#### [Given entries]

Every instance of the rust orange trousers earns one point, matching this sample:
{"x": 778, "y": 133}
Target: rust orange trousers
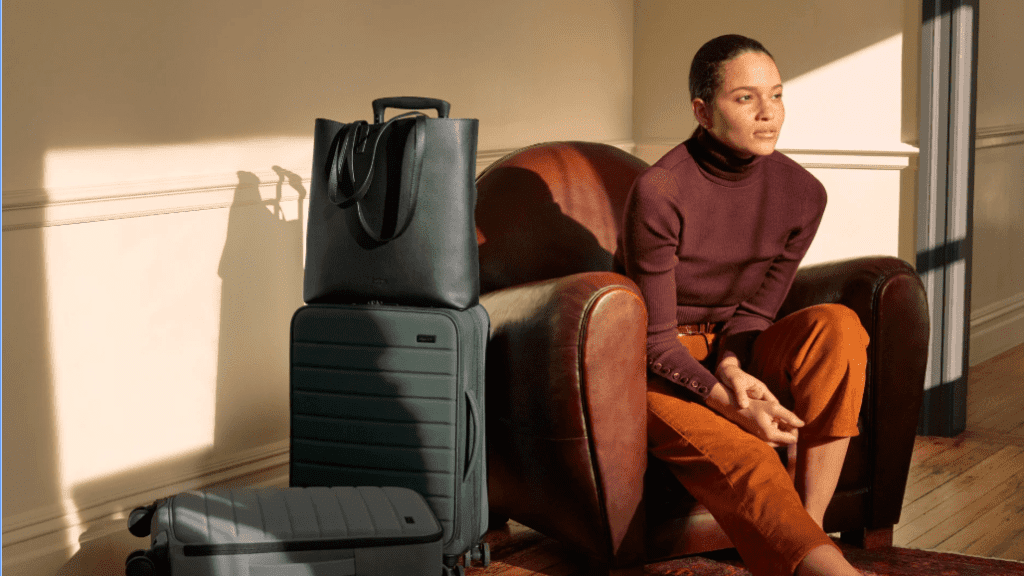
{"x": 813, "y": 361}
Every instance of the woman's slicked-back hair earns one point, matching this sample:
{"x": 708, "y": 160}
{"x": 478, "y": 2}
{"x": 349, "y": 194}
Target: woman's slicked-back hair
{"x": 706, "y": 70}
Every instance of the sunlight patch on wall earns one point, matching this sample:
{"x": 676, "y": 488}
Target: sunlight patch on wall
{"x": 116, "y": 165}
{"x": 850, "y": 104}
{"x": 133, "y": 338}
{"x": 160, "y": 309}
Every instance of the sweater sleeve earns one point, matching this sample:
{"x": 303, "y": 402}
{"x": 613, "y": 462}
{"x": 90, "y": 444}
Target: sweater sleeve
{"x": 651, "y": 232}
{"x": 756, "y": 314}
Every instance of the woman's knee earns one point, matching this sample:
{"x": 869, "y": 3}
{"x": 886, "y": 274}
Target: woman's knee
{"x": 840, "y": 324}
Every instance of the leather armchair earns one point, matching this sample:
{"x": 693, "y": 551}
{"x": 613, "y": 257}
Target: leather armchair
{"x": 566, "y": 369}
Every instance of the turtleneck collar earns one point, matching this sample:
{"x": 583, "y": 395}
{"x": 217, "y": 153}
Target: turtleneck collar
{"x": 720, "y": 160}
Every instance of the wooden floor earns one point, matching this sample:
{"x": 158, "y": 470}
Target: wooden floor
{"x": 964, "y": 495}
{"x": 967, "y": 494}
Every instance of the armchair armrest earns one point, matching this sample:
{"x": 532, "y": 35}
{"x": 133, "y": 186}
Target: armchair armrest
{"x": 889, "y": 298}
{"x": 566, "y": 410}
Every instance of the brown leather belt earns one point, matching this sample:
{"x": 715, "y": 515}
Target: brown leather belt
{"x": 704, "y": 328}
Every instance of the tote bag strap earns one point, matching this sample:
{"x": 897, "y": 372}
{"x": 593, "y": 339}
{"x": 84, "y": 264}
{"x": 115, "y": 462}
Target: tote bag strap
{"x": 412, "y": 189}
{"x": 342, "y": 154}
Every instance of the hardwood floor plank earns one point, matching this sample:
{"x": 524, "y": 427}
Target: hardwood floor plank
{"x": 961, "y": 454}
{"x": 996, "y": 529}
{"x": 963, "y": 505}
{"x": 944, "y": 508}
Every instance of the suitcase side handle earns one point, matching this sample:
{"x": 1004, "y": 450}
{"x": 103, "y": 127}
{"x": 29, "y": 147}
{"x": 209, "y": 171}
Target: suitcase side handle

#### [Problem statement]
Set each line of the records down exactly, leaving every picture out.

#### [Answer to this problem]
Every instance of the rust orange trousers earns one point, matching this sample:
{"x": 778, "y": 133}
Target: rust orange trousers
{"x": 813, "y": 361}
Every instance of the woman's slicked-back hair earns one point, matching this sample:
{"x": 708, "y": 160}
{"x": 478, "y": 2}
{"x": 349, "y": 194}
Target: woman's slicked-back hair
{"x": 706, "y": 70}
Every instance of the sunlight patch on wall earns one point, matching this sample:
{"x": 676, "y": 488}
Target: sunlight patch on wall
{"x": 116, "y": 165}
{"x": 850, "y": 104}
{"x": 133, "y": 338}
{"x": 160, "y": 309}
Every instance of the sweater sleeve earns one point, matching this sample:
{"x": 303, "y": 402}
{"x": 613, "y": 462}
{"x": 90, "y": 444}
Target: sweater sleeve
{"x": 651, "y": 232}
{"x": 756, "y": 314}
Every instance of the woman's knee earns one point, matching this sample:
{"x": 869, "y": 3}
{"x": 886, "y": 274}
Target: woman's knee
{"x": 840, "y": 324}
Every instance of the leather armchair earns one point, matching this sample:
{"x": 693, "y": 551}
{"x": 613, "y": 257}
Target: leather armchair
{"x": 566, "y": 369}
Every instance of the turtleneck collar earns one point, matching this sample:
{"x": 583, "y": 395}
{"x": 217, "y": 153}
Target: turtleneck collar
{"x": 720, "y": 160}
Every instance of the wooden floor earns one point, matching this sample:
{"x": 158, "y": 470}
Target: wooden floor
{"x": 964, "y": 495}
{"x": 967, "y": 494}
Every instance of the armchair armrest earns one point, matching this sample:
{"x": 532, "y": 35}
{"x": 133, "y": 186}
Target: armchair armrest
{"x": 889, "y": 298}
{"x": 566, "y": 410}
Every instance of the brown leather belt earns one point, matching this sample:
{"x": 715, "y": 515}
Target: brown leather belt
{"x": 704, "y": 328}
Every instance of the tote bag strap earns one point, matching this sample:
{"x": 897, "y": 372}
{"x": 593, "y": 339}
{"x": 84, "y": 264}
{"x": 115, "y": 462}
Target: tote bag strap
{"x": 412, "y": 189}
{"x": 342, "y": 154}
Every instance of the hardwood floor plank earns one point, matching this sample:
{"x": 524, "y": 427}
Target: hardwood floor plank
{"x": 961, "y": 454}
{"x": 996, "y": 529}
{"x": 963, "y": 505}
{"x": 944, "y": 508}
Every instance of the suitcase side handle earns one point, matching this sample:
{"x": 1004, "y": 450}
{"x": 103, "y": 127}
{"x": 29, "y": 147}
{"x": 209, "y": 171}
Target: suitcase side handle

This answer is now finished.